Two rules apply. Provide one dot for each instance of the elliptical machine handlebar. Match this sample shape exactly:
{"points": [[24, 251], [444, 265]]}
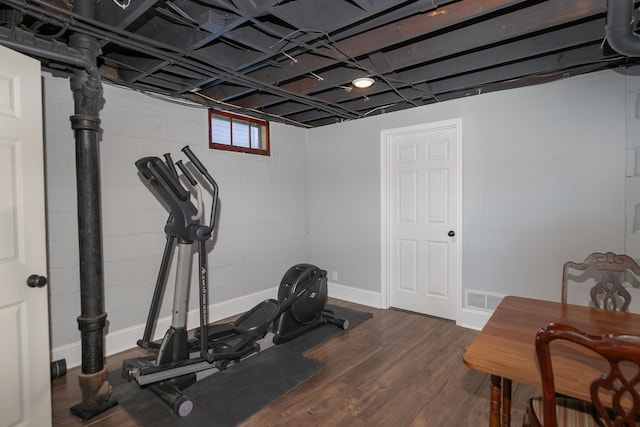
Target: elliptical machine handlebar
{"points": [[214, 186]]}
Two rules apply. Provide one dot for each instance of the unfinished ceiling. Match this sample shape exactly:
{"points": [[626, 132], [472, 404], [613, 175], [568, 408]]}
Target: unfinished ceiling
{"points": [[294, 60]]}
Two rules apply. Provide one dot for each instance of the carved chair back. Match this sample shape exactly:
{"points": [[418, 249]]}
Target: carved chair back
{"points": [[615, 395], [610, 272]]}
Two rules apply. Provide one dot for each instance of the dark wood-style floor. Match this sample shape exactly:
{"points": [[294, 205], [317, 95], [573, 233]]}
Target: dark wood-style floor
{"points": [[396, 369]]}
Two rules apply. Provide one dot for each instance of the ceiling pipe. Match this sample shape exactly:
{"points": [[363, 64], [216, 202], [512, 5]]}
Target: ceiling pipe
{"points": [[620, 27]]}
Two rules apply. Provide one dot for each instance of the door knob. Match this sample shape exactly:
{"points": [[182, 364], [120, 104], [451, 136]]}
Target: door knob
{"points": [[36, 281]]}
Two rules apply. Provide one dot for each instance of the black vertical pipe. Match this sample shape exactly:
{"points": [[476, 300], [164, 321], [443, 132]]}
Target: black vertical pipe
{"points": [[87, 98]]}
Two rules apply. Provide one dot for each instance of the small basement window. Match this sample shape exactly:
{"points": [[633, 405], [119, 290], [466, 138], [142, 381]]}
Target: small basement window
{"points": [[232, 132]]}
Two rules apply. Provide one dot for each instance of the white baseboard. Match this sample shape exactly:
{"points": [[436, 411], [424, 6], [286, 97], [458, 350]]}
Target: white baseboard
{"points": [[125, 339], [355, 295]]}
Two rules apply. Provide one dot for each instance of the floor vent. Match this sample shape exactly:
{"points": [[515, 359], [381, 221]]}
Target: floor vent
{"points": [[482, 300]]}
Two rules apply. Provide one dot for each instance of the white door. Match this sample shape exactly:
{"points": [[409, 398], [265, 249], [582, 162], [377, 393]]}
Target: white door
{"points": [[423, 219], [25, 386]]}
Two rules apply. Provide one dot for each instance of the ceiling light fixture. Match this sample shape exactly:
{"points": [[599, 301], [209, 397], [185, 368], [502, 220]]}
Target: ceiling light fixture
{"points": [[362, 82]]}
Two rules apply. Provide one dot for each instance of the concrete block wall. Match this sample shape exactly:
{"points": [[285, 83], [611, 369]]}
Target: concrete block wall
{"points": [[261, 226]]}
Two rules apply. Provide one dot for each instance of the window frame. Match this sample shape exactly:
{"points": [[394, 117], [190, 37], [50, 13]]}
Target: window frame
{"points": [[264, 126]]}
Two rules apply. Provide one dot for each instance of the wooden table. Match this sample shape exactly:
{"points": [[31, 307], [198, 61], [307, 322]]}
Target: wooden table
{"points": [[505, 348]]}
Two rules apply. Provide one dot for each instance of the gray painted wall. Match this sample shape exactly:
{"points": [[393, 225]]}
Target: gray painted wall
{"points": [[543, 182]]}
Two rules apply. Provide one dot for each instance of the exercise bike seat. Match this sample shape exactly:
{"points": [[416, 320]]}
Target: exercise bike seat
{"points": [[257, 321]]}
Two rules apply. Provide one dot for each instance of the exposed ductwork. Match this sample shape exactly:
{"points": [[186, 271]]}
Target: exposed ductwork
{"points": [[620, 27]]}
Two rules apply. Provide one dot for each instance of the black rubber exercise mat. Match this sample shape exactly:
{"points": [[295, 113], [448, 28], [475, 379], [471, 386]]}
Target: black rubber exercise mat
{"points": [[233, 395]]}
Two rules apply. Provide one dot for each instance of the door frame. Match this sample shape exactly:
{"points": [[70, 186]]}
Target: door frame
{"points": [[385, 157]]}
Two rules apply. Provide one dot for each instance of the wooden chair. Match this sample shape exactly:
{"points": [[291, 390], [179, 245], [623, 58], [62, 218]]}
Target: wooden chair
{"points": [[619, 384], [609, 271]]}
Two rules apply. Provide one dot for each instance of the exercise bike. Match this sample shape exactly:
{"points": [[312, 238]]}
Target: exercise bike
{"points": [[180, 360]]}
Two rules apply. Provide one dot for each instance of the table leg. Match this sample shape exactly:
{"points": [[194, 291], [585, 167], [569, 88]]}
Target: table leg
{"points": [[506, 402], [494, 414]]}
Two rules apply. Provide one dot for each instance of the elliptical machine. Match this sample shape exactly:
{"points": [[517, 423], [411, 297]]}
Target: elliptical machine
{"points": [[180, 360]]}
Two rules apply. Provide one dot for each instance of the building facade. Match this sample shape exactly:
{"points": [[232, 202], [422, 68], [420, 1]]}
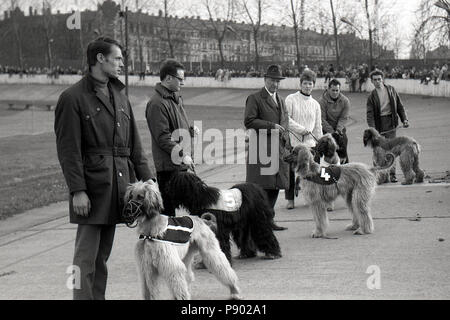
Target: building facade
{"points": [[42, 39]]}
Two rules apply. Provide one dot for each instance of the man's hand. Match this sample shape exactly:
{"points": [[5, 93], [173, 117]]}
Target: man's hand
{"points": [[278, 127], [187, 160], [81, 203]]}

----

> [DIRECTIVE]:
Pictures stay out of the copy; please restate every record above exactly.

> [TASK SOLUTION]:
Two rules apply. Provide one dot for each instance of the elliptical machine handlebar. Match this sample shape exactly:
{"points": [[24, 251], [444, 265]]}
Target: elliptical machine handlebar
{"points": [[214, 186]]}
Two rules apply. Provide one dot for each instance of the unfinished ceiling. Match this sample shape exactly:
{"points": [[626, 132], [472, 404], [613, 175], [568, 408]]}
Target: unfinished ceiling
{"points": [[294, 60]]}
Two rules apply. Provide one dot for each instance of the carved chair back. Match this sample shape exactly:
{"points": [[418, 249]]}
Target: carved chair back
{"points": [[615, 395], [610, 272]]}
Two rules apply. Provide one dot for each instance of the dark wood-style floor. Match this sample shape exactly:
{"points": [[294, 205], [317, 95], [573, 233]]}
Target: dark wood-style floor
{"points": [[396, 369]]}
Two rules apply. Provide one dot for each instance of the ceiling pipe. Match this sample shape exactly:
{"points": [[363, 64], [216, 202], [512, 5]]}
Target: ceiling pipe
{"points": [[620, 27]]}
Two rules apply. Provide one dot for each instance of the door knob. Match this sample shape exactly:
{"points": [[182, 364], [120, 104], [451, 136]]}
Target: door knob
{"points": [[36, 281]]}
Two rules apply. Provide one dot for each instance of the black vertical pipe. Match this sample shape exactly:
{"points": [[476, 300], [164, 321], [443, 132]]}
Target: black vertical pipe
{"points": [[87, 98]]}
Two rules apply. Provide one dot for each instance of the small basement window. Match this sample shape exactly:
{"points": [[633, 405], [119, 290], [466, 138], [142, 381]]}
Target: small basement window
{"points": [[232, 132]]}
Two rules apply. Provide one dot for each instance of the white baseboard. Match this sample shape exactly:
{"points": [[436, 411], [424, 6], [286, 97], [458, 350]]}
Target: white baseboard
{"points": [[125, 339], [355, 295]]}
Two rules apply. Provide one dot for each instance of the floor vent. Match this sample shape exactly:
{"points": [[515, 359], [381, 221]]}
Target: floor vent
{"points": [[482, 300]]}
Two rules apply. Provide one dot for each instance of the white door. Match this sample shape exactly:
{"points": [[409, 398], [265, 249], [582, 162], [377, 393]]}
Target: white door
{"points": [[423, 219], [25, 386]]}
Two rules apply. Provide one dot for each instance of the ceiling light fixture. Match this sample shape exactly:
{"points": [[599, 301], [209, 397], [185, 368], [502, 220]]}
Target: ceiling light fixture
{"points": [[362, 82]]}
Two rules apply. Provide one dot for each instance of the concrete block wall. Match this sample shape exactly:
{"points": [[285, 83], [611, 369]]}
Target: concrete block wall
{"points": [[261, 226]]}
Two rules apply. Provide one dot for each instance of the window frame. Match this sample shape exactly:
{"points": [[394, 117], [190, 37], [50, 13]]}
Target: window frame
{"points": [[264, 126]]}
Two rules apply. Provide one dot for each instance of the wooden table. Match this sample shape exactly:
{"points": [[31, 307], [198, 61], [307, 322]]}
Target: wooden table
{"points": [[505, 348]]}
Two rules apply. Provide one dot for each instance of the gray painted wall. Match this sample shape exactly:
{"points": [[393, 225]]}
Target: gray painted wall
{"points": [[543, 182]]}
Two rules apply. Provide one dot for each instance of the exercise bike seat. Match this sample shape exactly:
{"points": [[416, 320]]}
Target: exercise bike seat
{"points": [[257, 321]]}
Two rules apply. Provide one dot for each instance of the exposed ductwork. Match this sample shape exactly:
{"points": [[186, 271]]}
Target: exposed ductwork
{"points": [[620, 27]]}
Two rules apply. Provide one dot for each instance of the black rubber exercise mat. Match this sample shape exactly:
{"points": [[295, 113], [448, 28], [475, 379], [471, 386]]}
Target: black rubber exercise mat
{"points": [[233, 395]]}
Two rules apply. Provide one dot for each instance of the door frame. Match this sample shape exactly:
{"points": [[70, 186]]}
Target: door frame
{"points": [[385, 157]]}
Two rules apply. Provide one dot for each instance of the wooden chair. Match this sample shape exactly:
{"points": [[291, 390], [179, 245], [623, 58], [62, 218]]}
Target: wooden chair
{"points": [[619, 384], [609, 271]]}
Two rules apply. Provide one dot for each instance of the exercise bike. Match this sample shape exactly:
{"points": [[312, 238]]}
Target: exercise bike
{"points": [[180, 360]]}
Two rules apply. Provide one dot for each instance of the table leg. Match this sample shape exactly:
{"points": [[194, 291], [585, 167], [569, 88]]}
Target: table leg
{"points": [[506, 402], [494, 414]]}
Two rules apply. Provide one dot for each instance of the elliptical machine. Match this sample shape exactly:
{"points": [[517, 423], [411, 297]]}
Target: elliptical machine
{"points": [[180, 360]]}
Two rules apply. Provide one dot for each instance of the building facade. Match this sample shape exactly:
{"points": [[232, 202], [422, 68], [420, 1]]}
Target: building facade
{"points": [[42, 39]]}
Two rules apply. Provide one dot for each instance of the man's hand. Match this sample shape exactly:
{"points": [[5, 93], [173, 117]]}
Target: man's hand
{"points": [[278, 127], [187, 160], [81, 203]]}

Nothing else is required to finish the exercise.